• Extract provided:

╭──

I saw my former self.
A guy was sitting near me looking on the edge of withdrawals. Eyes gritted shut, head bent over, burping nearly puking, and utterly reeking of alcohol.
This was at 3pm.
I remember living like that.
Poor guy. Hope he manages to escape.
A guy was sitting near me looking on the edge of withdrawals. Eyes gritted shut, head bent over, burping nearly puking, and utterly reeking of alcohol.
This was at 3pm.
I remember living like that.
Poor guy. Hope he manages to escape.
I don't often break my anonymity with strangers (or those who might overhear) but there are times, such as you describe, that I do. At times like this, what people know about my past becomes far less important than the good I might do by sharing it.
I did not do this in early sobriety. I had less time sober, less of a solution to share, and less confidence in my own ability to stay sober.

╰──

• Given entries:
╭──

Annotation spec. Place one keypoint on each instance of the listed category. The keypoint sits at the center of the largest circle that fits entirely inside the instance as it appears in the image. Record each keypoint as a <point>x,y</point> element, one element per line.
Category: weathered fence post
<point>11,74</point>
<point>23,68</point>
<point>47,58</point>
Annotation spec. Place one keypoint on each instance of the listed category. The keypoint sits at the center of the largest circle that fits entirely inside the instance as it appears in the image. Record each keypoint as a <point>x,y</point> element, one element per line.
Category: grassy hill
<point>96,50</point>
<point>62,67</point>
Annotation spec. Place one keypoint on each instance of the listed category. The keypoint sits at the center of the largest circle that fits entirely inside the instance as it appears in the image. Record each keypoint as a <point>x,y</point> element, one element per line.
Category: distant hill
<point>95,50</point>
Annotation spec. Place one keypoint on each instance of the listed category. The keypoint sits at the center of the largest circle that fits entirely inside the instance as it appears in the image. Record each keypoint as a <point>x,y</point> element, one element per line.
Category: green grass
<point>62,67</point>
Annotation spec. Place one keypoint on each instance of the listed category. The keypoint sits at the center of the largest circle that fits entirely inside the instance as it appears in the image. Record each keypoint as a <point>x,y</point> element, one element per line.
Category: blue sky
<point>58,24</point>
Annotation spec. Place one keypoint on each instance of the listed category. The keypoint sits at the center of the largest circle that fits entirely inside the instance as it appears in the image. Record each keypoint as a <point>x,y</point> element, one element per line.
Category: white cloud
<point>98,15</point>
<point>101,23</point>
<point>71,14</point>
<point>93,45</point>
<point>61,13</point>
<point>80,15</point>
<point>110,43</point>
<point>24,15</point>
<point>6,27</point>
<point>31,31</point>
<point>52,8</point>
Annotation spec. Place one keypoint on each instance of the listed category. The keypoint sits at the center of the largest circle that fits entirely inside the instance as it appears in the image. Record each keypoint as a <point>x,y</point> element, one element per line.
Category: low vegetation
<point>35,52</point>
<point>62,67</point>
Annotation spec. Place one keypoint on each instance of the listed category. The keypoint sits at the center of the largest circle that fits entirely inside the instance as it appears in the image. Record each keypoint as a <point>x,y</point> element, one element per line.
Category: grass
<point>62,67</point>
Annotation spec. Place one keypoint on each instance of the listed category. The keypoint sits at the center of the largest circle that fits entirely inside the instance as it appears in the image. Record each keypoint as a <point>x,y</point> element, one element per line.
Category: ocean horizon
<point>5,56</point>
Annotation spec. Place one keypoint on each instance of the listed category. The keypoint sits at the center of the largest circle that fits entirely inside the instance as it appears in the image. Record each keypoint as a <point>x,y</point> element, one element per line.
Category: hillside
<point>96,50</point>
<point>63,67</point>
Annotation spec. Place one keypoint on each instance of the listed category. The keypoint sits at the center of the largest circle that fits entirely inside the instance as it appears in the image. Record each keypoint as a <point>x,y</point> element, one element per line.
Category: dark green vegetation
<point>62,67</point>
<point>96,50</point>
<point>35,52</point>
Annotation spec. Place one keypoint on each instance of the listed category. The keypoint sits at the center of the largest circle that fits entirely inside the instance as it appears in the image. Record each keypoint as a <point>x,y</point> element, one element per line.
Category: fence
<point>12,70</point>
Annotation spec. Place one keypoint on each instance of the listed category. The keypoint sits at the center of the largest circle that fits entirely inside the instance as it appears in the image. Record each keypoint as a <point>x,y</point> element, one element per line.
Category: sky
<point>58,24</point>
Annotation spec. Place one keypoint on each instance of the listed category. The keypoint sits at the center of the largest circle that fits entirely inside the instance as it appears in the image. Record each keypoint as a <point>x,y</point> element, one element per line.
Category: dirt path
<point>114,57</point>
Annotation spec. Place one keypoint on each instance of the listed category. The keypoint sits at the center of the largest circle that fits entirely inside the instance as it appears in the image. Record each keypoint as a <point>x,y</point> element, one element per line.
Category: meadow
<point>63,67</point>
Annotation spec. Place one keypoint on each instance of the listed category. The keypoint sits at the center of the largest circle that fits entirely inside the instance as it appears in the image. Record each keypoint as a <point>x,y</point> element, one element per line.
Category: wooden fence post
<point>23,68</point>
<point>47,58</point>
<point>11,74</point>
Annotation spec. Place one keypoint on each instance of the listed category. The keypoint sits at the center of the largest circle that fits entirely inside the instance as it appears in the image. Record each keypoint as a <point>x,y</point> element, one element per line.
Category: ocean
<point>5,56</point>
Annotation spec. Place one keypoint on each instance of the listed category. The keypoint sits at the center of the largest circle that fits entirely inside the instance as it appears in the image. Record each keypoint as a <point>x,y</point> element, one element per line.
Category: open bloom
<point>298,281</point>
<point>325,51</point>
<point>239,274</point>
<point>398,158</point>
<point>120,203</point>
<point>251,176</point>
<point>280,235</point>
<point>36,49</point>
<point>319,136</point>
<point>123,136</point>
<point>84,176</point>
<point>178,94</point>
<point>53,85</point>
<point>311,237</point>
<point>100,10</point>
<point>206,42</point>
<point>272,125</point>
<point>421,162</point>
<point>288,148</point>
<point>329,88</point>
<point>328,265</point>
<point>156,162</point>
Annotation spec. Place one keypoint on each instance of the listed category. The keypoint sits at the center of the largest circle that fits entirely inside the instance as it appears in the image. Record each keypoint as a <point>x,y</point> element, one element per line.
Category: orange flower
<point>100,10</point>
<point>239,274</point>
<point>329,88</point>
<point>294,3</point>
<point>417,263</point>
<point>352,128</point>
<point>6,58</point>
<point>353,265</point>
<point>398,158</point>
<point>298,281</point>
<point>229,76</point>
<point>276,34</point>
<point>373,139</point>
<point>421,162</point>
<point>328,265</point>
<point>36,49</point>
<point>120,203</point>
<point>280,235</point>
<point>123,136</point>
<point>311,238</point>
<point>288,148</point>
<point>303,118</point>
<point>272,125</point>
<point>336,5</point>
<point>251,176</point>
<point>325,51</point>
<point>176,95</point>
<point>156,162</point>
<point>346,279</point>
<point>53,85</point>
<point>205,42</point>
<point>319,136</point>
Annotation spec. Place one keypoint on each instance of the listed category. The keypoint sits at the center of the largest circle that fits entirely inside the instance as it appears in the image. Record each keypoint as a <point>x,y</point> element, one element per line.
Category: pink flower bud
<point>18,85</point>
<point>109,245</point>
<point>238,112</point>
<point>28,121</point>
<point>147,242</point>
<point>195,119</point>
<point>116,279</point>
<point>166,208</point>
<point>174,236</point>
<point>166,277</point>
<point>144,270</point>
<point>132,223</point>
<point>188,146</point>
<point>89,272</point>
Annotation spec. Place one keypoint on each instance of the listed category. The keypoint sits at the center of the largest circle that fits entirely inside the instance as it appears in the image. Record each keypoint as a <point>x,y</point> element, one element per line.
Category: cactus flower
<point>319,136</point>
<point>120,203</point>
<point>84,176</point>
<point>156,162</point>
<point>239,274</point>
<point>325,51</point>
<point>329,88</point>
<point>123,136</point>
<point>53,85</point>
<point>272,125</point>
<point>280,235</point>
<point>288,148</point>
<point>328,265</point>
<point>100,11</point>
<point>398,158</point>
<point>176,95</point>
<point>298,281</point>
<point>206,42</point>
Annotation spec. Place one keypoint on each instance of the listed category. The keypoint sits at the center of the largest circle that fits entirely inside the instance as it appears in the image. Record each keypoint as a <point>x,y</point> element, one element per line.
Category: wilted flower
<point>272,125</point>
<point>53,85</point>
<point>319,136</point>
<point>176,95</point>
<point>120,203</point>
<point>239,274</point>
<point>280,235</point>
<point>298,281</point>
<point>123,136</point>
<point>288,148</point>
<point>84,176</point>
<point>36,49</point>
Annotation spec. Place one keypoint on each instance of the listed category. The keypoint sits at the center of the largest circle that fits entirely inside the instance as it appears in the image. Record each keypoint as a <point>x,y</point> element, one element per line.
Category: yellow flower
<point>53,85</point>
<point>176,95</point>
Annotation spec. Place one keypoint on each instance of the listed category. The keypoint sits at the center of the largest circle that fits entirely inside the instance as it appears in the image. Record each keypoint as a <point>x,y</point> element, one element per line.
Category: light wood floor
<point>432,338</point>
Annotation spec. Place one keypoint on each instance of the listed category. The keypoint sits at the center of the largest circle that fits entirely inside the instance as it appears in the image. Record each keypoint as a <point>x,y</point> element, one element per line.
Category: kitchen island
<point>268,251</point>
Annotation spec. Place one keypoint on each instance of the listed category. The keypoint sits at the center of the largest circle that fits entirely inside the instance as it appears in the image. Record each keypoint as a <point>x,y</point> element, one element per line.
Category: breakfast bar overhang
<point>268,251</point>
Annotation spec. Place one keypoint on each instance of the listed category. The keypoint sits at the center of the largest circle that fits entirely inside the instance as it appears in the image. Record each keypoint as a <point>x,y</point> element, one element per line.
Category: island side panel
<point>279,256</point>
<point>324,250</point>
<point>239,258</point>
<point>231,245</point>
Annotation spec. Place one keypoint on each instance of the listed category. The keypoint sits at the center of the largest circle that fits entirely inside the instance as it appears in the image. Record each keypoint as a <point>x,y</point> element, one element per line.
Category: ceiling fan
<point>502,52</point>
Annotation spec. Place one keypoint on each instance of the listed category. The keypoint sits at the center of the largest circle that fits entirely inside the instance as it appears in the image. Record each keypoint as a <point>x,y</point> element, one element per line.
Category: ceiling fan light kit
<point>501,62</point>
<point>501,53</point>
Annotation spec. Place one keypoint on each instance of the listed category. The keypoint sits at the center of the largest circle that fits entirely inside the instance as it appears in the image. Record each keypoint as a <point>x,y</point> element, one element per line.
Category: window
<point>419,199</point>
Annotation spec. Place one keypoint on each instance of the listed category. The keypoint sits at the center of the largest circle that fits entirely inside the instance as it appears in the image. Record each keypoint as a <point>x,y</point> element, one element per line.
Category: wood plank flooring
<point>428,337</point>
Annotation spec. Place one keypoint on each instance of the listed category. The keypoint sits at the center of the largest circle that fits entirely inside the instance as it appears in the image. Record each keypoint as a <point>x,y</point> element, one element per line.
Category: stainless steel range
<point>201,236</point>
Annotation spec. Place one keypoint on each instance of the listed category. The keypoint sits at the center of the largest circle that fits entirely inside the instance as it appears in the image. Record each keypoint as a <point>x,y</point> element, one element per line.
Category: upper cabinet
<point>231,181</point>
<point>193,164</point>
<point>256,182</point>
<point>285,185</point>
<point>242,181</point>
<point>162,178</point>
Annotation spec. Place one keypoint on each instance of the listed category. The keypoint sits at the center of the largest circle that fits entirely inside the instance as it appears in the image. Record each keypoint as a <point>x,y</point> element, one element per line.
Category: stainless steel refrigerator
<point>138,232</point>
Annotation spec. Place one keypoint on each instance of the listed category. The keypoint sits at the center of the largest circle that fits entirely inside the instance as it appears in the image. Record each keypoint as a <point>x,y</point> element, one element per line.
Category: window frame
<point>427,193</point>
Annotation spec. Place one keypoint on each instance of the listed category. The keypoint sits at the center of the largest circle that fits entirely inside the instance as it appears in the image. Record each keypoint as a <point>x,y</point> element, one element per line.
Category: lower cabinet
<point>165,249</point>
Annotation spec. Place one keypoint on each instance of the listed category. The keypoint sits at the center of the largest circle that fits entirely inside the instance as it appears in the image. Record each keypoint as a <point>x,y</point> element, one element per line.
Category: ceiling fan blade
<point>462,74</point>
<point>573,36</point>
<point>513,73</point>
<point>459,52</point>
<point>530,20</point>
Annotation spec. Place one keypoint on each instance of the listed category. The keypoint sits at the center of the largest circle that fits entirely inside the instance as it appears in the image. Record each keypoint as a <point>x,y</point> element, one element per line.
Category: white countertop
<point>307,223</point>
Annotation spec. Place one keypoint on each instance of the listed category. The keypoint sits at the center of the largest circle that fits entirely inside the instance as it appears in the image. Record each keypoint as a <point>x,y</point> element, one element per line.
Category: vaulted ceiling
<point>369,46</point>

╰──

• The tasks:
A) In the post about sobriety, at what time was the man reeking of alcohol seen?
B) Reproduce the stretch of the post about sobriety from "I saw my former" through "to stay sober.", word for word.

• The answers:
A) At 3pm.

B)
I saw my former self.
A guy was sitting near me looking on the edge of withdrawals. Eyes gritted shut, head bent over, burping nearly puking, and utterly reeking of alcohol.
This was at 3pm.
I remember living like that.
Poor guy. Hope he manages to escape.
A guy was sitting near me looking on the edge of withdrawals. Eyes gritted shut, head bent over, burping nearly puking, and utterly reeking of alcohol.
This was at 3pm.
I remember living like that.
Poor guy. Hope he manages to escape.
I don't often break my anonymity with strangers (or those who might overhear) but there are times, such as you describe, that I do. At times like this, what people know about my past becomes far less important than the good I might do by sharing it.
I did not do this in early sobriety. I had less time sober, less of a solution to share, and less confidence in my own ability to stay sober.